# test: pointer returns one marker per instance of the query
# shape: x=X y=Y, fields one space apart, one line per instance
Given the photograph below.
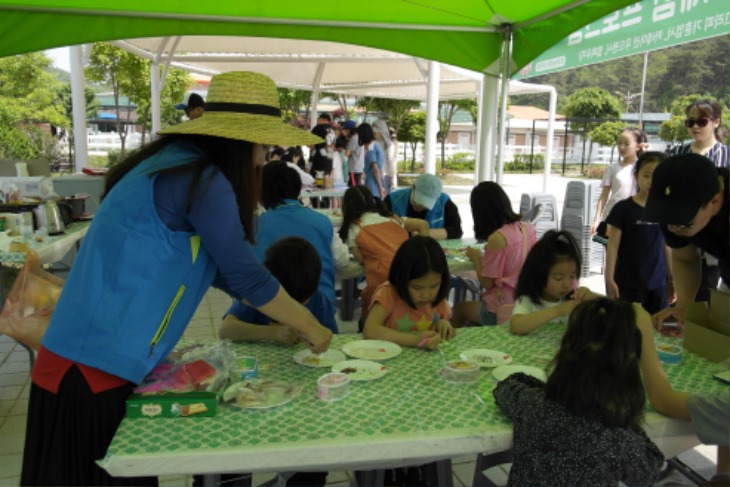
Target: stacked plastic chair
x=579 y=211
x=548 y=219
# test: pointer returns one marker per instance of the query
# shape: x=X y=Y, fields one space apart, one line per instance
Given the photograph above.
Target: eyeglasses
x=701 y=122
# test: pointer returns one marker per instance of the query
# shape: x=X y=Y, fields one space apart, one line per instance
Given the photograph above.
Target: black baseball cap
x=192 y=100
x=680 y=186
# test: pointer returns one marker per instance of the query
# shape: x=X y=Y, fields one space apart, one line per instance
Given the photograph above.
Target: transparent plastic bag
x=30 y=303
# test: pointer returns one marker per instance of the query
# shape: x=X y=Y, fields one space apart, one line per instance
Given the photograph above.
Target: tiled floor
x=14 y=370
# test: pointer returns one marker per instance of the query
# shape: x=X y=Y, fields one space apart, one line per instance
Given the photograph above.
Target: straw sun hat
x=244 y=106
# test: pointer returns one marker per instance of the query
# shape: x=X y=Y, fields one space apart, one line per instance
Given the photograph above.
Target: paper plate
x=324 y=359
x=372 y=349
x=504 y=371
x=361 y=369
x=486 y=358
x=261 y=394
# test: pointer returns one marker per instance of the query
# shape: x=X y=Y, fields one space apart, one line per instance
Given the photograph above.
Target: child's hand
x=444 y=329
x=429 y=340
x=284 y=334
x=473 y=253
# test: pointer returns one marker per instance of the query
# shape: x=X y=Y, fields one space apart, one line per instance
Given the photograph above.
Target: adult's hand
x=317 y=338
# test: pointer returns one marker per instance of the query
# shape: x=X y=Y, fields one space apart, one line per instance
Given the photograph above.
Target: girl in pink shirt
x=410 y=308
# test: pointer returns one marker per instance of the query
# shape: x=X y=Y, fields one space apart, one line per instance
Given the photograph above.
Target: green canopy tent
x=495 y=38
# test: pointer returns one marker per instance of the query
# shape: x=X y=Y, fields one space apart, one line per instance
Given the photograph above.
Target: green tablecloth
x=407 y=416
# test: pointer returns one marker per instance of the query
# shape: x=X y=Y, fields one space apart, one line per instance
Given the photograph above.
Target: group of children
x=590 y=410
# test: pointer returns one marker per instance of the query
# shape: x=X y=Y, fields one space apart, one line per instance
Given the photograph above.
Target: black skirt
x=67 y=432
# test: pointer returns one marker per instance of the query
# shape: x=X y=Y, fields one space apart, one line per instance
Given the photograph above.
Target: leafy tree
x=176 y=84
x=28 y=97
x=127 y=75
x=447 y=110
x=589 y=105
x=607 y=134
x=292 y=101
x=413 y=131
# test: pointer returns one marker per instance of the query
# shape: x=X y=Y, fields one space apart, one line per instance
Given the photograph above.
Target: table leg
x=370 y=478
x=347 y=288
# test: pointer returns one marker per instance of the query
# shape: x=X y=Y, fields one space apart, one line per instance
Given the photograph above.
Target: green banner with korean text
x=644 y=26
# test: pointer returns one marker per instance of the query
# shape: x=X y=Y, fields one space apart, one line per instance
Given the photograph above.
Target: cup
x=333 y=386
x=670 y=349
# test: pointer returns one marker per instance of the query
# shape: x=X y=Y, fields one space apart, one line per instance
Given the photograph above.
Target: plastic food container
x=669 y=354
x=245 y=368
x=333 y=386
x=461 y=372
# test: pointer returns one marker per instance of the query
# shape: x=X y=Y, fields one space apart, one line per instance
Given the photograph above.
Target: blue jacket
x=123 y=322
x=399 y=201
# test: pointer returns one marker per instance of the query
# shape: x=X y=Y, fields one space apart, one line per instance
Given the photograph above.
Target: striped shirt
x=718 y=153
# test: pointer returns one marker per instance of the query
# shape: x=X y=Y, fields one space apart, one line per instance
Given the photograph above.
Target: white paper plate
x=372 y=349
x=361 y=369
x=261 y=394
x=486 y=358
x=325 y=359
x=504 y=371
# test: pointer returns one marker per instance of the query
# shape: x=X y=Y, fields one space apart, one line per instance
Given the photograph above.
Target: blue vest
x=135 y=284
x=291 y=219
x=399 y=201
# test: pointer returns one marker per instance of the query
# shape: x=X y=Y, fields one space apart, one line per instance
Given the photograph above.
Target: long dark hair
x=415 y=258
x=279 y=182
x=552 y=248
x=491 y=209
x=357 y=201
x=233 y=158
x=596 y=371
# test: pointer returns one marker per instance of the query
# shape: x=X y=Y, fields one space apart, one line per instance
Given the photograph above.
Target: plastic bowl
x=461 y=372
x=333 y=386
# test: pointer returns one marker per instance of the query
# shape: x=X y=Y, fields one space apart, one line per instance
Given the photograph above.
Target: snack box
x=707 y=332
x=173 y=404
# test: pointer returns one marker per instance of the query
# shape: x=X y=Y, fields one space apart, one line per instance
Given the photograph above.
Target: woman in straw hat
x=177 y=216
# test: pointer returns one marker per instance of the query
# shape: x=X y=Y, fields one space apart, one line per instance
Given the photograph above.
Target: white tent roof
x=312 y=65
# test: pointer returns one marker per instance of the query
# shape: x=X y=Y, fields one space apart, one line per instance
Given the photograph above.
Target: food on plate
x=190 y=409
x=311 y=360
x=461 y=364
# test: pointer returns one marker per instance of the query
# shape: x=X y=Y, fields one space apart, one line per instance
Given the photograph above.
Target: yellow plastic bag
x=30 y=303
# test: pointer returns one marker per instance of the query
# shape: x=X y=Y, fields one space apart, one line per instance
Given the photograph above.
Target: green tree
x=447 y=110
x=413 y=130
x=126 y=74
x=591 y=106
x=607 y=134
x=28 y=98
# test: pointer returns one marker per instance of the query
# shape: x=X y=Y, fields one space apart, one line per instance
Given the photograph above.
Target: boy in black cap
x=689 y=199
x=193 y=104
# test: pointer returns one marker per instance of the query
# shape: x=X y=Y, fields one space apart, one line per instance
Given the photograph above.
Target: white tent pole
- - - - -
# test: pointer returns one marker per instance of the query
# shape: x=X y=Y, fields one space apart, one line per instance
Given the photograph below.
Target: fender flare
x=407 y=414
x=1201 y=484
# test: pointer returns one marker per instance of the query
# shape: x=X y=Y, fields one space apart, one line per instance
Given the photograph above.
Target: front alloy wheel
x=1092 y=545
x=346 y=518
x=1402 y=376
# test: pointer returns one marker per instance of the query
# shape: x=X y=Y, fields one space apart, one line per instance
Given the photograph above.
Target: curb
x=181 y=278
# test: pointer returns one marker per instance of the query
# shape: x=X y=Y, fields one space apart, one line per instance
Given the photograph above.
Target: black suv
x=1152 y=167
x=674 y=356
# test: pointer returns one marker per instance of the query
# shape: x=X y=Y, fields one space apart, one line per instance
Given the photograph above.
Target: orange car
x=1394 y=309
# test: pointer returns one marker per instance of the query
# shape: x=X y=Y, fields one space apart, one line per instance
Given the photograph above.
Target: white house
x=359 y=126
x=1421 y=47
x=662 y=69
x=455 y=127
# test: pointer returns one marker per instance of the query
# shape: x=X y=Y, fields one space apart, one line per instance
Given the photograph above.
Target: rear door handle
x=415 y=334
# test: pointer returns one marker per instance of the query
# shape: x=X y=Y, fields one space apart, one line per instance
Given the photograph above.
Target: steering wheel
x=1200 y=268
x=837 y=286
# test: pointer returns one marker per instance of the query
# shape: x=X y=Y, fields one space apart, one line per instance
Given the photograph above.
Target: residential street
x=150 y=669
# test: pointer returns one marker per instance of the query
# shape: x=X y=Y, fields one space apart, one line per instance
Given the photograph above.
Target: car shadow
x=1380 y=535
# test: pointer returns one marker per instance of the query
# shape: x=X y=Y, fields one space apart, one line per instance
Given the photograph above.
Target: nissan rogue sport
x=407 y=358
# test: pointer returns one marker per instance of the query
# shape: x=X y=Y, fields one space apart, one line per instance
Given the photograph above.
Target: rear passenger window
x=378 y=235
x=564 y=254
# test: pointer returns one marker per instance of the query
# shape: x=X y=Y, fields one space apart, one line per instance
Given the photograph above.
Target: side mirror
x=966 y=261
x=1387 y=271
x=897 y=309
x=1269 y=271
- - - - -
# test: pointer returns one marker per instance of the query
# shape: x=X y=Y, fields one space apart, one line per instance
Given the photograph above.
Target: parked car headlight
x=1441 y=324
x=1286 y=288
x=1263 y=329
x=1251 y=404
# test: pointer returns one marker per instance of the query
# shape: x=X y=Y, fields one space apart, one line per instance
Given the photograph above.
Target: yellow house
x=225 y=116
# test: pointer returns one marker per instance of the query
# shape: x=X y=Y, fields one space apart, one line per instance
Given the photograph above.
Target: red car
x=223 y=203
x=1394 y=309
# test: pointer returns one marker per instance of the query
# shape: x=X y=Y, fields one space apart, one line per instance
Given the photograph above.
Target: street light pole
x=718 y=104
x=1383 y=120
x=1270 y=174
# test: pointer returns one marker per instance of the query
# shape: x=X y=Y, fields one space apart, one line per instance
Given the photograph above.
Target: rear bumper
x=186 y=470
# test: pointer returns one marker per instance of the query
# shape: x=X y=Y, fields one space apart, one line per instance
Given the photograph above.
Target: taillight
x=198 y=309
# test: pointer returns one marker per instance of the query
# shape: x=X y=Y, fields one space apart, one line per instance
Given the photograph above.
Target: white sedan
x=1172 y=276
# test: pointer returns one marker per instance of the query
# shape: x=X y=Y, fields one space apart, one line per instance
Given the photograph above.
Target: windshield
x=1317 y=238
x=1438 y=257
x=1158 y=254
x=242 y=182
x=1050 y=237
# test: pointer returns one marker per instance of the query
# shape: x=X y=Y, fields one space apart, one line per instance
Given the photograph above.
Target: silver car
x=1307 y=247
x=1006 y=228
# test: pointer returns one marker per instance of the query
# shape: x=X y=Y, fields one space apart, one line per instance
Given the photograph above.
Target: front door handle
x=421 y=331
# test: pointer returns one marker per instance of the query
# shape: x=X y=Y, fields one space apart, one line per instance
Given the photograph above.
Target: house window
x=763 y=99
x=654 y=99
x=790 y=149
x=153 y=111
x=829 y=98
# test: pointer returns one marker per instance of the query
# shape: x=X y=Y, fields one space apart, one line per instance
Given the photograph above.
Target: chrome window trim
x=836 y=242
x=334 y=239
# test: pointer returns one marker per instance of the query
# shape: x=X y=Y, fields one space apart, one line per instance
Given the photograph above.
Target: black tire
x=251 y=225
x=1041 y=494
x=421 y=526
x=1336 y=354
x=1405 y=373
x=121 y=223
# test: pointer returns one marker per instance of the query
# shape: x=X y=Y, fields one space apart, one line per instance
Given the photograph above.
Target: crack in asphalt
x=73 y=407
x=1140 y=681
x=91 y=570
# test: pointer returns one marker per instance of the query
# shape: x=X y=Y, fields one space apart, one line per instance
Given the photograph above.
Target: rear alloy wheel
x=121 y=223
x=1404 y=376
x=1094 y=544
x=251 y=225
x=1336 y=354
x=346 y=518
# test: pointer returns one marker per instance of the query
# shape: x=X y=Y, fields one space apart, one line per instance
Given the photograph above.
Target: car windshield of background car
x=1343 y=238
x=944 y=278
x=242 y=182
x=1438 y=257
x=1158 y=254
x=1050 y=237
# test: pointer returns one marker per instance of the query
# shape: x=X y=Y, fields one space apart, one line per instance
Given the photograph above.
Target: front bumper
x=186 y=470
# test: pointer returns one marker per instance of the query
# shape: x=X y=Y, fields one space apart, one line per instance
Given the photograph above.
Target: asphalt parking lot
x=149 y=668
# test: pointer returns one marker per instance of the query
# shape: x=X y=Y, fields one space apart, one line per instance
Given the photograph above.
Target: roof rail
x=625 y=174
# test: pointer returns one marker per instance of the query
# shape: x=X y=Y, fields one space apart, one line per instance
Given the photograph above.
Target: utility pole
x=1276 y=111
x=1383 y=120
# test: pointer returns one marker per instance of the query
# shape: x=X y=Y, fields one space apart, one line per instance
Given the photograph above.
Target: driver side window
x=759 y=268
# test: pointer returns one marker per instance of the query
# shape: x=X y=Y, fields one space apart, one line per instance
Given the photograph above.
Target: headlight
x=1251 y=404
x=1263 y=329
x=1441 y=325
- - - - -
Pick out every line in the records that contains the word "alloy" and copy each one. Case counts.

Target: front alloy wheel
Target: rear alloy wheel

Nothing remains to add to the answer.